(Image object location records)

○ ○ ○ ○

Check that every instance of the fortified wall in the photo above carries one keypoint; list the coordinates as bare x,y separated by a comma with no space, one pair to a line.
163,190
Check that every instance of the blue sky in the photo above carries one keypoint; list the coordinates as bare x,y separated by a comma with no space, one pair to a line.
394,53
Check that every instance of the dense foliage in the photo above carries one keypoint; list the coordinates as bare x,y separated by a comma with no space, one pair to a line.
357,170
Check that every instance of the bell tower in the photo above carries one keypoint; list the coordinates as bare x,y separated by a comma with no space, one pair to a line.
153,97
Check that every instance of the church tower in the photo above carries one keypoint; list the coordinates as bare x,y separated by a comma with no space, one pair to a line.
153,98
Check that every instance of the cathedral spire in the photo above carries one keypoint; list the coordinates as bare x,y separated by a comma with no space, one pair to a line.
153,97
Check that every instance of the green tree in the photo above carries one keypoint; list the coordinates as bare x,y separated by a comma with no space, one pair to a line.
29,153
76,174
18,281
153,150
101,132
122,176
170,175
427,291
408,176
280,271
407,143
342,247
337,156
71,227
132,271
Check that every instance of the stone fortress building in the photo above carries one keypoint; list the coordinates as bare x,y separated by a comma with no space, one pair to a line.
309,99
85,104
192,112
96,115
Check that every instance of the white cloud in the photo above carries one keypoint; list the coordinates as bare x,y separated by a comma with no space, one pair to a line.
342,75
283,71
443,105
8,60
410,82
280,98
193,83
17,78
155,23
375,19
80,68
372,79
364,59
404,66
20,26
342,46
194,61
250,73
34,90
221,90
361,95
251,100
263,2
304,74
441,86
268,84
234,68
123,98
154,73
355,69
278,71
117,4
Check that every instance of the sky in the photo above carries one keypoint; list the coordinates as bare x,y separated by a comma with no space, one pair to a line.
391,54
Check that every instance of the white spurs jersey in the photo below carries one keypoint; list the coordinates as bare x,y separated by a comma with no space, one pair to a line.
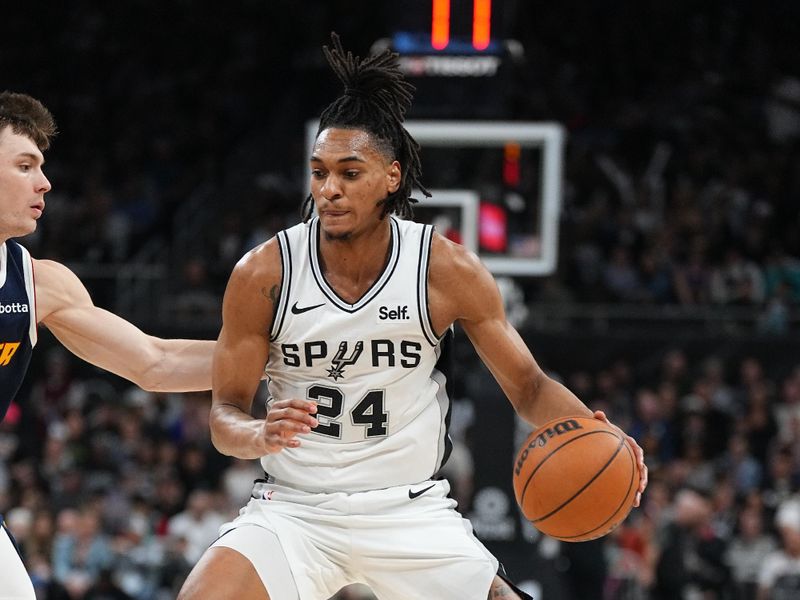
373,367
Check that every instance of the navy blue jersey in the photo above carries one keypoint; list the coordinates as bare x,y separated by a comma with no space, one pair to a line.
17,319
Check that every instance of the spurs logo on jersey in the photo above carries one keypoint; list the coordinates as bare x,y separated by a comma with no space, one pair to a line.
17,319
340,361
374,367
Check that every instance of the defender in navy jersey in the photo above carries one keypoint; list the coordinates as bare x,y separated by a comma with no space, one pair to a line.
349,312
42,291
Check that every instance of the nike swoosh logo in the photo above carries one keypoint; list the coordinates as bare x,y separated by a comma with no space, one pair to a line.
296,310
413,495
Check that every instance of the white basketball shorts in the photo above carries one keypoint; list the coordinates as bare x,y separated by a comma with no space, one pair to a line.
14,581
405,543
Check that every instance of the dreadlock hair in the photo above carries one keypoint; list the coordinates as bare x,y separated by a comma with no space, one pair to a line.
27,116
376,98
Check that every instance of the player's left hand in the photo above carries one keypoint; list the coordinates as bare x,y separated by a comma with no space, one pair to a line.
599,414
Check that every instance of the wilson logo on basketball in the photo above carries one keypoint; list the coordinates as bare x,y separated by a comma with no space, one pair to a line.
541,439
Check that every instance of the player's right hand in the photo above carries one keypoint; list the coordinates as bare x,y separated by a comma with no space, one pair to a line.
285,419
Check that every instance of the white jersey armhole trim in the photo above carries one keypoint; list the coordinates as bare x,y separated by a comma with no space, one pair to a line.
3,263
423,268
286,285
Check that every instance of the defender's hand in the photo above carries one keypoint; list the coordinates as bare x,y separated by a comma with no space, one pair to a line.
285,419
599,414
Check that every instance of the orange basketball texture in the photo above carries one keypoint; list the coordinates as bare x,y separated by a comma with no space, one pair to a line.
575,478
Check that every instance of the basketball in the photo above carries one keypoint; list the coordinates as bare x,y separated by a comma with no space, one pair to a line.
575,478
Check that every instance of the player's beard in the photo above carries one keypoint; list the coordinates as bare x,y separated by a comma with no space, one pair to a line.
338,237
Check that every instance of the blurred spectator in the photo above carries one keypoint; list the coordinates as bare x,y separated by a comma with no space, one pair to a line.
81,550
195,527
779,578
690,555
737,281
746,553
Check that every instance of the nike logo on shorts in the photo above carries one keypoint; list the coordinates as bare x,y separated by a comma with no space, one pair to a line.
297,310
413,495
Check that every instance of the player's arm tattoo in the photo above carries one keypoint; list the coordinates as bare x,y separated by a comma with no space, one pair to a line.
500,590
271,294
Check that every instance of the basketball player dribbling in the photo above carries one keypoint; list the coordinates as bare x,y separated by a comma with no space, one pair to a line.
56,298
352,311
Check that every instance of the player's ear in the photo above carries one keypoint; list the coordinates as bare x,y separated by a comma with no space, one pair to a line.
393,177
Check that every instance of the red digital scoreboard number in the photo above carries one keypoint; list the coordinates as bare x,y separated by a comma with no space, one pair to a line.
481,24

○ ○ ○ ○

Problem statement
Reproduce all of the records above word for word, leaving out the pictures.

Full solution
Check that every instance of the fortified wall in the photo above carries one keypoint; list the coordinates as bare x,y separated by a comma with no space, one pair to a line.
163,190
Check that every instance of the blue sky in the photo above carries one keypoint; list the coordinates as bare x,y separated by a comma with no space, one pair to a line.
394,53
Check that every instance of the dense foliage in the photo above carries one keypoint; list the coordinates as bare x,y separated by a comma with no space, one pair to a line.
357,170
Check that every instance of the bell tower in the photo above carries one keypoint; list the coordinates as bare x,y separated by a comma with no space, one pair to a line.
153,97
Check that every instance of the church tower in the photo above carries one keypoint; list the coordinates as bare x,y separated by a comma with no space, one pair to a line.
153,98
Check that every instance of the cathedral spire in the photo above carries one keypoint; list the coordinates as bare x,y separated by a comma with no space, one pair to a line.
153,97
Check that every instance of the green tree in the photo above carries one keypoint; list the coordinates as bare x,y separated by a comma with no space, one pair to a line.
29,153
76,174
18,281
153,150
101,132
122,176
170,175
427,291
408,176
280,271
407,143
342,247
337,156
71,227
132,271
Check that every instance of the stone fortress building in the photo above carries one keypoint; list the coordinates as bare x,y separated by a comma with no space, one pair to a line.
309,99
85,104
192,112
96,115
Check that every instance of the white cloud in the photo above carries one keypoint; list the coordinates as bare x,y separated by a comma with no space, one pair to a line.
342,75
283,71
443,105
8,60
410,82
280,98
193,83
17,78
155,23
375,19
80,68
372,79
364,59
404,66
20,26
342,46
194,61
250,73
34,90
221,90
361,95
251,100
263,2
304,74
441,86
268,84
234,68
123,98
154,73
355,69
278,71
117,4
Check that every instance of the sky in the photo above carries one keypoint; list the coordinates as bare x,y separated by a comma with no space, one pair to a line.
391,54
Check that every instance of the white spurs jersey in the photo below carries one keypoint; list the coordinates as bare x,y separated by a comma with no space, one pair to a line.
373,367
Check that every instance of the navy blue jersey in the photo above carries one keypoint; list the coordinates as bare x,y separated by a comma with no space, one pair to a line.
17,319
Check that every instance of the spurs logo on jersey in the photo above carries one keypoint; list the coordinates as bare x,y separated by a comma with no space, one pair to a line.
17,319
340,361
374,367
Check that every instance of the defender in navy jersey in the photo above carries one keypoint; list the coordinates as bare x,y separated by a comma with no space, one pair to a line.
349,312
42,291
Check that every instance of the nike swoosh logo in the photo above carries one keypoint; list the coordinates as bare x,y separated by a comma with no space, one pair to a line.
296,310
413,495
Check that every instance of the white basketball shorts in the photo above carries one keypoint; list the coordinates as bare x,y separated by a comma with no space, one pair to a line.
14,581
405,543
Check that every instance of the dreadlock hair in the photo above carries one keypoint; list the coordinates as bare x,y separated by a comma with no space, one pair to a line.
27,116
376,98
Check that every instance of the player's left hand in the photo above carries one keypoint; list the coordinates as bare x,y separated by a comma with no space, one pair to a line.
599,414
Check that every instance of the wilson logo on basketball in the photo above carries one keypoint; list the coordinates as bare x,y separated by a comma with no space, one pair to a line.
541,439
Check that every instance of the player's right hand in the photo above carries one keypoint; list the coordinates as bare x,y separated by a comma with no space, one pair to a line.
285,419
Check that every instance of the white jersey armhole trim in the photo above carries one keypoint; list the coordinates as bare x,y separated by a comma with no space, one pair to a line.
3,263
423,268
286,285
Check that every instance of the defender's hand in the photo above carries one keypoint; list the coordinates as bare x,y separated by a comma with no space, one pair to a line.
285,419
599,414
Check that every instance of the orange basketball texture in the photo above carries one keypoint; list the coordinates as bare x,y separated by a comma with no space, one pair to a line.
575,478
Check that every instance of the basketball in the photo above carries one keypoint; list the coordinates as bare x,y separated by a comma with no space, one pair to a line.
575,478
Check that every instance of the player's beard in the photo above carries one keypoint; list the coordinates as bare x,y separated by a comma with no space, one pair to a line.
338,237
Check that every instance of the blurred spectator in the photo above carries one keypoint; list the coordinates as bare x,y separated by a comma with no space, one pair to a line.
81,550
195,527
779,578
690,555
737,281
746,553
Check that every instance of the nike logo on shorts in the photo above carries one keypoint; list the coordinates as bare x,y separated by a comma with no space, one pair to a line.
297,310
413,495
Check that every instance of the player's arm tattoo in the photo above carries one keypoint; list the coordinates as bare x,y separated by a comma with no space, one pair to a line.
500,590
271,294
Check that every instance of the basketball player dribbling in the photo above carries one keypoint; list the coordinates as bare x,y separated by a comma with no space, one pair to a line.
56,298
352,311
Check that every instance of the player's ear in the photo above carries one keypoint; list the coordinates as bare x,y separated by a comma with no space, one pair to a line.
393,177
Check that every instance of the red digital scoreboard number in the photo above carries one keypoint; list the coordinates as bare x,y separated by a comma with no space, one pair to a line.
481,24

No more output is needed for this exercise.